# [EXTRACT TO READ]
***

[Matplotlib-devel] Removing boxplot's complexity (mpl v3.0?)

Thomas Caswell tcaswell at gmail.com
Fri Oct 14 09:05:36 EDT 2016


This sounds reasonable, but I think we can do this over the course of 3
minor releases (1 release warning kwargs are going away, 1 raising custom
error, then gone) given the limited scope of the API change.

Could you also put the text of this email in a MEP  (
https://github.com/matplotlib/matplotlib/tree/master/doc/devel/MEP )?


Tom


On Wed, Oct 12, 2016 at 4:33 PM Paul Hobson <pmhobson at gmail.com> wrote:

Now that the distinction between Axes.bxp (drawer) and Axes.boxplot() are
well established, I think it's time that we start thinking about how the
high-level, easy-to-use, sane-default API of Axes.boxplot should look.

TL;DR version:
I am proposing that we:
 * dramatically simplify Axes.boxplot
 * move a small portion of that complexity to Axes.bxp
 * move most of that complexity into user-defined functions by way of ...
 * adding the option to pass a custom stats function to Axes.boxplot
 * (optional) make very minor changes to cbook.boxplot_stats to allow users
to specify pre- and post-calculation transformations (e.g., np.log, np.exp)

I am committing to:
  * implement all proposed changes
  * create user docs outlining the new behavior with practical and complete
examples
  * maintaining these changes for the foreseeable future.

Full version:
I'm willing and quick to admit that boxplot's complexity is born from my
needs that I was trying to address several years ago. I'm sorry for that.
However, I've learned a lot since I first started us down this path and I
think I see a way to get out of the woods.

***

Coordinate annotation entries:
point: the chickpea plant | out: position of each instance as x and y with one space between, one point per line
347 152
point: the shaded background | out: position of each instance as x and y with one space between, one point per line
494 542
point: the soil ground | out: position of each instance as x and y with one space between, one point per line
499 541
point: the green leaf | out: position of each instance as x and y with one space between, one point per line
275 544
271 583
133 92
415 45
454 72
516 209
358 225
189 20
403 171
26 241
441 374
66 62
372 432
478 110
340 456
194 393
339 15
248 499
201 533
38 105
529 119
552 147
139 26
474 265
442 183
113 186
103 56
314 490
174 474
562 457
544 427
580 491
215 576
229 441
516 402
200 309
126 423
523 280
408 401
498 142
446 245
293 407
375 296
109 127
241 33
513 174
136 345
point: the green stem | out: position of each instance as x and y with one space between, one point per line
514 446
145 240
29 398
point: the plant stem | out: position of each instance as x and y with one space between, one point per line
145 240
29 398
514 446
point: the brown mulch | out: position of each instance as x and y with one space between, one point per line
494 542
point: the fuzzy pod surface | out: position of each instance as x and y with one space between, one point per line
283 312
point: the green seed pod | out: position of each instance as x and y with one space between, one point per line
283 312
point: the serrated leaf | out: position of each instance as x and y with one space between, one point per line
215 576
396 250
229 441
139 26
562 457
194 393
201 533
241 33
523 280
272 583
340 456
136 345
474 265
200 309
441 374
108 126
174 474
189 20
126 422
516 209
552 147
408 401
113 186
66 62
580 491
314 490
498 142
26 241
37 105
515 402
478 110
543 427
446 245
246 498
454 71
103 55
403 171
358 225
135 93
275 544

***

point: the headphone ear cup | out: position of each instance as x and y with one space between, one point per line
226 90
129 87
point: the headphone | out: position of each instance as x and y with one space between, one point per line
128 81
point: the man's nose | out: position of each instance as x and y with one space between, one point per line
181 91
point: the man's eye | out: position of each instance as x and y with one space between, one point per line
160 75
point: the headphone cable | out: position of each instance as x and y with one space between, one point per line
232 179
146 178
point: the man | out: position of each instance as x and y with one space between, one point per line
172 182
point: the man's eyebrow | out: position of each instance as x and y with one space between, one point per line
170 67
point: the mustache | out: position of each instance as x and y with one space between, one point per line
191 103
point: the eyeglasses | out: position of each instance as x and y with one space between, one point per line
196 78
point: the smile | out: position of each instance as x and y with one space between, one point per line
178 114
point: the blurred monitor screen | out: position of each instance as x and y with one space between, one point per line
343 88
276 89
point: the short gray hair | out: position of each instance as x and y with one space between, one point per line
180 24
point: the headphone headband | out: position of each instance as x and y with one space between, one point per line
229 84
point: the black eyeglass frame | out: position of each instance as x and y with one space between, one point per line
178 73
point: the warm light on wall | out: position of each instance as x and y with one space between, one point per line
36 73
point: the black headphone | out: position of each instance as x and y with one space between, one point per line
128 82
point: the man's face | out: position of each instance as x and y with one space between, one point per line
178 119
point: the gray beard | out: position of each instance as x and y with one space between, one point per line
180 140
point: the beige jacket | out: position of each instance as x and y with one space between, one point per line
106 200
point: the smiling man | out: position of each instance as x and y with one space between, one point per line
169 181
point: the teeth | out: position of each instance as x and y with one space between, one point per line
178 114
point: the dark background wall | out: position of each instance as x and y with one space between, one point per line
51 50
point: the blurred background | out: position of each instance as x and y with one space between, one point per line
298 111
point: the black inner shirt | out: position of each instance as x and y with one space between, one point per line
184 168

***

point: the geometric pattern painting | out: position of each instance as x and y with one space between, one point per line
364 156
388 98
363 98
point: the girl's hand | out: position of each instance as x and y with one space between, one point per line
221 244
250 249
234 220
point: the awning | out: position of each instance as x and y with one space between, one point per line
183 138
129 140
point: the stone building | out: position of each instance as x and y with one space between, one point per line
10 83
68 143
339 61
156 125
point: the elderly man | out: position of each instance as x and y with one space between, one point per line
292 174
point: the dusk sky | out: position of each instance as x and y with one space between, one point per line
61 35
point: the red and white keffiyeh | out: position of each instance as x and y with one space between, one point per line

***

# [YOUR GOAL]
Copy the mailing-list message about simplifying boxplot, shown above, in full and word for word.

# [ANSWER BELOW]
[Matplotlib-devel] Removing boxplot's complexity (mpl v3.0?)

Thomas Caswell tcaswell at gmail.com
Fri Oct 14 09:05:36 EDT 2016


This sounds reasonable, but I think we can do this over the course of 3
minor releases (1 release warning kwargs are going away, 1 raising custom
error, then gone) given the limited scope of the API change.

Could you also put the text of this email in a MEP  (
https://github.com/matplotlib/matplotlib/tree/master/doc/devel/MEP )?


Tom


On Wed, Oct 12, 2016 at 4:33 PM Paul Hobson <pmhobson at gmail.com> wrote:

Now that the distinction between Axes.bxp (drawer) and Axes.boxplot() are
well established, I think it's time that we start thinking about how the
high-level, easy-to-use, sane-default API of Axes.boxplot should look.

TL;DR version:
I am proposing that we:
 * dramatically simplify Axes.boxplot
 * move a small portion of that complexity to Axes.bxp
 * move most of that complexity into user-defined functions by way of ...
 * adding the option to pass a custom stats function to Axes.boxplot
 * (optional) make very minor changes to cbook.boxplot_stats to allow users
to specify pre- and post-calculation transformations (e.g., np.log, np.exp)

I am committing to:
  * implement all proposed changes
  * create user docs outlining the new behavior with practical and complete
examples
  * maintaining these changes for the foreseeable future.

Full version:
I'm willing and quick to admit that boxplot's complexity is born from my
needs that I was trying to address several years ago. I'm sorry for that.
However, I've learned a lot since I first started us down this path and I
think I see a way to get out of the woods.